他在没有她的世界里,忘了回家的路;
他在没有她的世界里,步履蹒跚,踽踽前行;
他在没有她的世界里,怀揣着一封四十年前的情书;
他在没有她的世界里,珍藏着一张十七年前的火化证明。
一位迷失在街头的年迈老者用“忘了世界,忘了自己,但我没有忘记你”的深情打动了这薄情的世界里难得深爱的人们。
当我们纠结于“我是要爱你多一些,还是等你爱我多一些”的时候,当我们迷茫于“你的心里究竟有没有我”的时候,当我们愤怒于“为什么你不能考虑一下我的感受”的时候,他在没有她的世界里,继续爱着她。
在这个将爱情当作一场博弈、互不相让的时代,我们总是在追求可能得到的最好交易。我们锱铢必较,步步为营。更多的选择性使得越来越少的人甘愿将自己的一生束缚在一个人身上。“执子之手,与子偕老”,似乎也成了可望不可即的幻景。
也正因如此,那位年迈老者的情深才显得如此动人。没有什么能阻止我爱你,死亡也不可以。我会在这个没有你的世界里,继续爱着你。
爱情跟死亡一样,是没有办法的事。我们无法抗拒死亡,也无法抗拒爱情。我们会死去很久很久,在那之前,若能爱一个人很久很久,合该是很好很好的事。
《平如美棠》的作者,96岁的老人,饶平如,一笔一画认真描绘着记忆中那些与亡妻相关的细枝末节。琐碎而真实的光阴,并没有什么特别的缘故,却印在他心上到如今,成为弥足珍贵的过往。岁月没有磨平他的爱意,而是令其愈发深邃。
他说:“在遇到她以前我不怕死,不惧远行,也不曾忧虑悠长岁月,现在却从未如此真切过地思虑起将来。”他曾所向披靡,无所畏惧。直到她成了他的软肋,他亦甘之如饴。
你已不在我的世界,可我依旧很爱很爱你。

▶ [书面任务 A]
根据阅读选段,饶平如是哪部作品的作者?
▶ [书面任务 B]
请紧接阅读选段的最后一句,续写这篇谈论逝后深情的文字。
所附材料在此无需参阅。

▶ [所附材料]

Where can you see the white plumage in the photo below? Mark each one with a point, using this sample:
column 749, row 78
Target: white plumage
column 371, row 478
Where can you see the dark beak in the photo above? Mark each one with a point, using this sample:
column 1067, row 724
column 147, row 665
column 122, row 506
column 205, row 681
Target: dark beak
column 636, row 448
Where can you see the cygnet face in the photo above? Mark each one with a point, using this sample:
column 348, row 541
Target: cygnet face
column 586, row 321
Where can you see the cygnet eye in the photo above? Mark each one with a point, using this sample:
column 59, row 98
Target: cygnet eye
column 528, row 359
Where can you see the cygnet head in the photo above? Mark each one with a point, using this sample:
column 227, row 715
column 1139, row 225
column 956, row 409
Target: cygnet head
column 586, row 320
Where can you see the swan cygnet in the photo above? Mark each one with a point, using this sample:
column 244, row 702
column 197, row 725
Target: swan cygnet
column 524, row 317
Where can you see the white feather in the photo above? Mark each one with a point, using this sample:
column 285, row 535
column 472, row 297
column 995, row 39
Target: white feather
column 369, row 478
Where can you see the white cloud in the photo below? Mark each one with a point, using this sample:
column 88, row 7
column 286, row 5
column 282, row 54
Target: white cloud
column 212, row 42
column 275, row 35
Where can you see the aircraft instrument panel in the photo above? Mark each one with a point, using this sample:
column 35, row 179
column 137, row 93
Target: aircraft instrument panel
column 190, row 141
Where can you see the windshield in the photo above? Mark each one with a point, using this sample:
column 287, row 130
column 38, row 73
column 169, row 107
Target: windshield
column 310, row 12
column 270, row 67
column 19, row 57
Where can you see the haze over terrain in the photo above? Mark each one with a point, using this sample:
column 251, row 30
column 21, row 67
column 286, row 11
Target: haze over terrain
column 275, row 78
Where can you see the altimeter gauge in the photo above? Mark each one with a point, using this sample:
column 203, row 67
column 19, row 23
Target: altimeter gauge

▶ [任务结果 A]
《平如美棠》。

▶ [任务结果 B]
归有光仰首望着院中亭亭如盖的枇杷树,心中念起那一年尚未离去的她,立于树旁,娴静温雅。她是他结发的妻,却已不在他的世界里。
余生没有你,我心如灯火骤熄,星子坠地。
钱钟书对杨绛说:“从今往后,咱们只有死别,再无分离。”从今往后,唯有死亡能将我们分离。我会爱你,很久很久,直到失去生命,没有呼吸。
在死别之后,留下的那个她,妥帖安放属于他们的悲伤欢喜。
我在没有你的世界里,慢慢回想,满怀爱意。
“我在没有你的世界里,爱着你”,是动人的深情。可我更想在有你的世界里,好好爱着你。
我不再纠结“我是要爱你多一些,还是等你爱我多一些”,我会好好爱你,多一些,再多一些;我不再迷茫“你的心里究竟有没有我”,我会把你认真放在心间,深一些,再深一些;我不再愤怒“为什么你不能考虑一下我的感受”,我会走入你的世界,近一些,再近一些。
也许仍旧会有争吵,仍旧会有误会,仍旧会有委屈,仍旧会流眼泪,但至少,我爱的那个你,还在。在有你的世界里,我满怀感激。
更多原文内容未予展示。